■ **WHAT THIS TASK INVOLVES**:
Copy each of the rows below verbatim, keeping every line in its original order.

==== RECORD LIST

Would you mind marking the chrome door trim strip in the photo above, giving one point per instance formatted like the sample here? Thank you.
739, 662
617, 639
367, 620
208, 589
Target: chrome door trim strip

========

■ **ANSWER IN FULL**:
Would you mind marking the chrome door trim strip in the photo above, giving one point per instance formatted like the sample here? Thank you.
739, 662
617, 639
367, 620
208, 589
Target: chrome door trim strip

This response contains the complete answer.